• **The task**: Starting at the line that has "If you could mark the bird's wing" and continuing through the end of the listing, rename "report the coordinates" to "give the location" and reproduce only those lines with nothing else changed.

Labeled point listing
>>

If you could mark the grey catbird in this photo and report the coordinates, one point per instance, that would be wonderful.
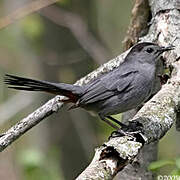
(119, 90)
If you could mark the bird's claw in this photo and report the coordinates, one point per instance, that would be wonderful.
(133, 130)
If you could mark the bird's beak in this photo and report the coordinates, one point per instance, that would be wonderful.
(168, 48)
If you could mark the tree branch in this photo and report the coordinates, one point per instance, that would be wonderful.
(157, 116)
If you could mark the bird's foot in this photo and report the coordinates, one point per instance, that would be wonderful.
(133, 130)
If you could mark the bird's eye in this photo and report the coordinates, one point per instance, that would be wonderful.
(149, 50)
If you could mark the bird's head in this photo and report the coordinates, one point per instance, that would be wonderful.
(147, 52)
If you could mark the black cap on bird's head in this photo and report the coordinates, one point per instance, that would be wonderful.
(148, 51)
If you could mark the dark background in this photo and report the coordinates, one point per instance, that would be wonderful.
(61, 43)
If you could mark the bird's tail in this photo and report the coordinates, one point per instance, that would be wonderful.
(71, 91)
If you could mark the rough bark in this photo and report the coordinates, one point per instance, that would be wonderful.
(156, 116)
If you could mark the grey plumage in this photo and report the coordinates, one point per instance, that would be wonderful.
(122, 89)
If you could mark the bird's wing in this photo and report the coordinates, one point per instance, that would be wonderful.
(108, 85)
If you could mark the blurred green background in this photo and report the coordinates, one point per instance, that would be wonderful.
(63, 42)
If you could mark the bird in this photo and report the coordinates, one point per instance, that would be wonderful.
(123, 88)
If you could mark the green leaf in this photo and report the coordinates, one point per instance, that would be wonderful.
(159, 164)
(175, 172)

<<

• **Completed task**:
If you could mark the bird's wing in this photo and give the location, one point per instance, that would be wonderful.
(108, 85)
If you could mark the blurred green background in this photo and give the location, one point per instance, that would be wonderful.
(63, 42)
If you could mark the bird in this photo and give the location, one point per instance, that would be wonderful.
(123, 88)
If you could mark the green leaf in this photo and give the location, one point per instance, that would be wonderful.
(159, 164)
(175, 172)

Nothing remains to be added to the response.